**Your objective:**
Among these entries, how many lines contain "found"? Say the number and nothing else.

**Stored data entries:**
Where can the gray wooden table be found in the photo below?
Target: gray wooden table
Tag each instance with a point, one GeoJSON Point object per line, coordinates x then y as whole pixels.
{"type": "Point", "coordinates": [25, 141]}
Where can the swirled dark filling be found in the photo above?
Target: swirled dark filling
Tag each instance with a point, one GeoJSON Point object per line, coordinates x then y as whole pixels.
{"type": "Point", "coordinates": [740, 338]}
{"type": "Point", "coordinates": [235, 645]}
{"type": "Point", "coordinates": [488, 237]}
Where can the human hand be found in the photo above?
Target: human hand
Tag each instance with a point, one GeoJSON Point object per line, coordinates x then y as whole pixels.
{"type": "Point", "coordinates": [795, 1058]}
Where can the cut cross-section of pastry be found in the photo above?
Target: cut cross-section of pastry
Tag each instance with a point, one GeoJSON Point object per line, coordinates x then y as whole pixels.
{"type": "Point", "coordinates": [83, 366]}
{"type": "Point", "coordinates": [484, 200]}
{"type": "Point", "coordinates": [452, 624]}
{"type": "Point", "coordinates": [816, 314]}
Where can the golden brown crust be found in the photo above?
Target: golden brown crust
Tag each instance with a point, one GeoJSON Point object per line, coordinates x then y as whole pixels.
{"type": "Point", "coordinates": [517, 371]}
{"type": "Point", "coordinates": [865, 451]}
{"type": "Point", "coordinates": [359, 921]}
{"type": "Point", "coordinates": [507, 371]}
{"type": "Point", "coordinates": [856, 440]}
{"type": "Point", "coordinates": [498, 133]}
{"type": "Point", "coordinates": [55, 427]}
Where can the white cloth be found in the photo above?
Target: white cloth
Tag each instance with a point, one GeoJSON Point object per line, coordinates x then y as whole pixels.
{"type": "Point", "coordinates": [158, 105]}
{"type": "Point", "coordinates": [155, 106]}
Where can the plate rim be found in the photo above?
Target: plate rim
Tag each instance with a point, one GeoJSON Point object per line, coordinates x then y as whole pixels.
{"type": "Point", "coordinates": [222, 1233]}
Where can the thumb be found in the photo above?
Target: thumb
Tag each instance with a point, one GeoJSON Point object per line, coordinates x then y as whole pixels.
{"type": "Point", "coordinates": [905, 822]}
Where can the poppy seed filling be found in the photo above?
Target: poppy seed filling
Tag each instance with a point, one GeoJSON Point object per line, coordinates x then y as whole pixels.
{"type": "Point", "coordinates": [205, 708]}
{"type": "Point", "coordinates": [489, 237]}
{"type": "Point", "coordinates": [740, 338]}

**Worked solution:**
9